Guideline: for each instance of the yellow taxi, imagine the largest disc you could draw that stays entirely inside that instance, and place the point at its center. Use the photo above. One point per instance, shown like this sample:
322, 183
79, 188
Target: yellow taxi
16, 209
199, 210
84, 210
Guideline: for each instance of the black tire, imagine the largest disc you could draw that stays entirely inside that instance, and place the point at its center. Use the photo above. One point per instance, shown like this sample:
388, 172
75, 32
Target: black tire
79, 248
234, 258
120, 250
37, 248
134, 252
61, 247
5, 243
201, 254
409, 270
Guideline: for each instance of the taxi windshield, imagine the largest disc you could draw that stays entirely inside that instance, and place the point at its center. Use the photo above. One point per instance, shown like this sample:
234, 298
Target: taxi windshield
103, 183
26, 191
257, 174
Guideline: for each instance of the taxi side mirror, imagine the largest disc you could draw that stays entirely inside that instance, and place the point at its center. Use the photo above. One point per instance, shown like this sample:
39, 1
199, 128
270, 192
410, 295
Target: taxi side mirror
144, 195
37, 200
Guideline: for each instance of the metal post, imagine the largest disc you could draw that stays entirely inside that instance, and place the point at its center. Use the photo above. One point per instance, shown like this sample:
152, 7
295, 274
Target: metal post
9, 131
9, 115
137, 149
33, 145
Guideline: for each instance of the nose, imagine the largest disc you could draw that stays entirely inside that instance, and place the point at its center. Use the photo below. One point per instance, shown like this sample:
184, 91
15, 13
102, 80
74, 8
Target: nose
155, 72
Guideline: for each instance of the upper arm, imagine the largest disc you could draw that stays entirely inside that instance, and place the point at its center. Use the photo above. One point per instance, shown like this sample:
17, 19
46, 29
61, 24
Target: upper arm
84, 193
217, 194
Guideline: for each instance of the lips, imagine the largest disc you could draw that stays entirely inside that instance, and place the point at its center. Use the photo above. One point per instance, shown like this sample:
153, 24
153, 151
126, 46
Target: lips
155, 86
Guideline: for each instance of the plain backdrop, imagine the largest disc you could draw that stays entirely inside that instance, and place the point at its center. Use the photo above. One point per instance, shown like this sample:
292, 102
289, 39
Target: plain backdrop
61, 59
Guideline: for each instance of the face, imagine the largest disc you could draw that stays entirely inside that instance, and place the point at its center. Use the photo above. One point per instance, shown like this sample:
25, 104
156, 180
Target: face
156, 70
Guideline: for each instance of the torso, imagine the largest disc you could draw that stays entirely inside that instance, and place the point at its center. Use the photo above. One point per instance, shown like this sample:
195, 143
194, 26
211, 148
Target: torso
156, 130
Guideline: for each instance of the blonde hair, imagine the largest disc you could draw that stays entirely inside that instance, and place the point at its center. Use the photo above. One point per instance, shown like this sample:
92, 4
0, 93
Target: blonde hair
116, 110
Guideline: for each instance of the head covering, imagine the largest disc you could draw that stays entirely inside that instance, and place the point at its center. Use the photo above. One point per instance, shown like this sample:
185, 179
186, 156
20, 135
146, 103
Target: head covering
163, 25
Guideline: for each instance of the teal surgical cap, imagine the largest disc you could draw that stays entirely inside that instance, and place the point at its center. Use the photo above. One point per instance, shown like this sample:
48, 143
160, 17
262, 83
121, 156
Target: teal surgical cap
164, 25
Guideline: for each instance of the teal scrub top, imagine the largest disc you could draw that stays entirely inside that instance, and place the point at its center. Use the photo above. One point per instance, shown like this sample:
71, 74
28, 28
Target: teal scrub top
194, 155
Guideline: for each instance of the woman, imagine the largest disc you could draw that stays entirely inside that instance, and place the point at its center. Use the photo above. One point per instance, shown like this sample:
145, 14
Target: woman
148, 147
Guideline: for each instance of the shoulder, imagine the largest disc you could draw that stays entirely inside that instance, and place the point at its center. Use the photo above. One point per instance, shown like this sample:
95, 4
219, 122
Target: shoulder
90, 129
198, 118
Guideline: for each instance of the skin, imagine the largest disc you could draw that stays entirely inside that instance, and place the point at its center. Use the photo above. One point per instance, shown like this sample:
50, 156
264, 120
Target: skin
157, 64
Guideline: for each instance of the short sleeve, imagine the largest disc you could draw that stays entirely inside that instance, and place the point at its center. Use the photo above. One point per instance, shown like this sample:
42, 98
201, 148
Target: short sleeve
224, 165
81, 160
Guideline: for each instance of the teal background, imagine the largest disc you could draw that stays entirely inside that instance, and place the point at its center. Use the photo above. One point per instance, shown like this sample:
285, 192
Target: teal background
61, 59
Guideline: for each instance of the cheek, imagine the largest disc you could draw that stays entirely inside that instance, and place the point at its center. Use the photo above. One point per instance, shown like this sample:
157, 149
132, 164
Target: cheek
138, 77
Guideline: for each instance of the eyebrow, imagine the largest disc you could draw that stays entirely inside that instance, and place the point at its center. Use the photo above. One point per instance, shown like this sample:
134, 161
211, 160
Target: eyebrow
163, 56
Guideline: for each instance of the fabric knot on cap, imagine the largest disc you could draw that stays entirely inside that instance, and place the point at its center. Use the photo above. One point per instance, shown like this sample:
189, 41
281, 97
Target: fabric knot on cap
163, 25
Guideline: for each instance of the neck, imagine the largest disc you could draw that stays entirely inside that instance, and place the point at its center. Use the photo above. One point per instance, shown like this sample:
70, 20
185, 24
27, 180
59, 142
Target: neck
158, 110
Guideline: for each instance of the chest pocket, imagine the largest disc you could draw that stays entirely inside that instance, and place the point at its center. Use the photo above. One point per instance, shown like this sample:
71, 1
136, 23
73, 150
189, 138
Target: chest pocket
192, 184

□ □ □ □ □

* [YOUR OBJECTIVE]
The required result is a verbatim copy of all the entries.

* [EXERCISE ANSWER]
Guideline: for each instance of the yellow taxi, imagine the largest disc you could draw that stays entirely inside that instance, and place the point at its center. Use the photo above. One point per instance, shown like this sample:
322, 183
79, 188
Target: yellow taxi
16, 209
199, 210
84, 210
Guideline: for each instance of the black tire, imagine the largest disc you could draw that stays entirely inside that instance, and place the point at its center. Use the photo above. One point per instance, shown like this sample:
388, 172
75, 32
Target: black tire
79, 248
234, 258
120, 250
37, 248
134, 252
61, 247
5, 243
201, 254
409, 270
Guideline: for each instance of the taxi windshield, imagine the largest disc you could draw that stays entirely inside that instance, and place the point at its center. Use the photo above. One point per instance, shown like this sample:
234, 298
Target: taxi windshield
103, 183
26, 191
257, 174
Guideline: for each instance of the taxi side mirror, imagine the largest disc you could draw that stays entirely inside that instance, and place the point at its center. Use the photo above. One point per instance, shown like this sample:
39, 1
199, 128
270, 192
410, 295
Target: taxi side mirror
144, 195
37, 200
Guideline: for each instance of the metal post, imagine the largest disc you could draw that stays entirely inside that instance, and place the point at its center. Use the photo above. One point per instance, shown like this sample:
152, 7
295, 274
Target: metal post
9, 131
9, 115
137, 149
33, 145
Guideline: for each instance of the nose, imagine the largest disc you could draw that stays entirely inside that instance, and place the point at its center. Use the photo below. One point per instance, shown like this sample:
184, 91
15, 13
102, 80
74, 8
Target: nose
155, 72
Guideline: for each instance of the upper arm, imagine the largest disc you could draw that stays entirely inside that instance, and place the point at its center. Use the photo above. One point per instance, shown like this sample:
17, 19
46, 29
61, 24
Target: upper arm
84, 193
217, 194
Guideline: for each instance of the lips, imagine the largest disc you could draw that stays entirely inside that instance, and place the point at its center. Use the photo above. One point per instance, shown like this sample:
153, 24
153, 151
126, 46
Target: lips
155, 86
Guideline: for each instance of the plain backdrop, imagine the largest disc you could draw that stays entirely inside that instance, and place the point at its center. Use the photo above. One point per instance, shown like this sample:
292, 102
289, 39
Target: plain backdrop
61, 59
Guideline: for each instance of the face, imagine the largest disc you could draw that stays entirely inside that instance, and place the point at its center. Use the photo above. One point per instance, shown like this sample:
25, 104
156, 180
Target: face
156, 70
Guideline: for each instance of the torso, imagine the largest disc you could draw that stays entirely inside that instance, and place the point at its center. Use the photo above. One point per instance, shown like this sample:
195, 143
194, 26
211, 148
Target: torso
156, 130
Guideline: for each instance of the blonde hair, imagine the largest disc you could draw that stays entirely inside that instance, and place the point at its center. Use the photo above. One point per instance, shown like this sample:
92, 4
0, 93
Target: blonde hair
116, 110
Guideline: for each instance of the head covering, imagine the largest disc you could draw that stays entirely inside that instance, and place the point at its center. Use the photo above. One point per instance, shown like this sample:
185, 179
186, 156
20, 135
146, 103
Target: head covering
163, 25
Guideline: for each instance of the teal surgical cap, imagine the largest disc you could draw that stays entirely inside that instance, and place the point at its center. Use the photo above. One point per instance, shown like this sample:
48, 143
160, 17
262, 83
121, 156
Target: teal surgical cap
164, 25
Guideline: for each instance of the teal scrub top, imagine the largest disc you could draw that stays entirely inside that instance, and place the point at its center. Use the photo above. One point per instance, shown like this sample:
71, 74
28, 28
Target: teal scrub top
194, 155
Guideline: for each instance of the woman, imagine the largest disc you could draw that stays entirely inside that instance, and place the point at its center. Use the photo above. One point per instance, shown like this sample:
145, 14
Target: woman
148, 147
Guideline: for each instance of the shoulder, imagine the largest disc you could draw that stays entirely inside that instance, and place the point at its center. Use the photo above. One point per instance, shown like this sample:
95, 4
219, 122
Target: shoulder
90, 129
198, 118
Guideline: for each instance of the skin, imagine the largest disc you could draw that stays entirely inside that instance, and place the point at its center. Use the photo above. One point per instance, shown like this sample:
50, 156
264, 120
Target: skin
157, 64
Guideline: for each instance of the short sleeve, imagine the largest disc you could draw that stays entirely inside that instance, and place the point at its center. Use the photo above. One point per instance, shown like this sample:
42, 98
201, 148
Target: short sleeve
224, 165
81, 160
Guideline: for each instance of the teal background, imagine the largest disc you could draw that stays entirely inside that instance, and place the point at its center. Use the photo above. One point per instance, shown like this sample:
285, 192
Target: teal background
61, 59
Guideline: for each instance of the cheek, imagine the largest disc you could draw that stays entirely inside that instance, and place the point at its center. Use the photo above. One point per instance, shown like this sample:
157, 149
132, 164
Target: cheek
138, 77
Guideline: for each instance of the eyebrow, imagine the largest disc you could draw that stays entirely inside that instance, and place the point at its center. Use the photo above. One point per instance, shown like this sample:
134, 161
211, 160
Target: eyebrow
163, 56
Guideline: for each instance of the fabric knot on cap, imagine the largest disc you could draw that stays entirely inside that instance, and place the point at its center. Use the photo above. One point per instance, shown like this sample:
189, 41
281, 97
Target: fabric knot on cap
163, 25
Guideline: for each instance of the neck, imagine the largest disc you could draw that stays entirely inside that instance, and place the point at its center. Use the photo above. One point per instance, shown like this sample:
70, 20
185, 24
27, 180
59, 142
Target: neck
158, 110
Guideline: for each instance of the chest pocket, imagine the largest disc you could draw that stays entirely inside that instance, and place the point at its center. Use the photo above. One point per instance, shown like this sample:
71, 1
136, 23
73, 150
189, 138
Target: chest pocket
192, 184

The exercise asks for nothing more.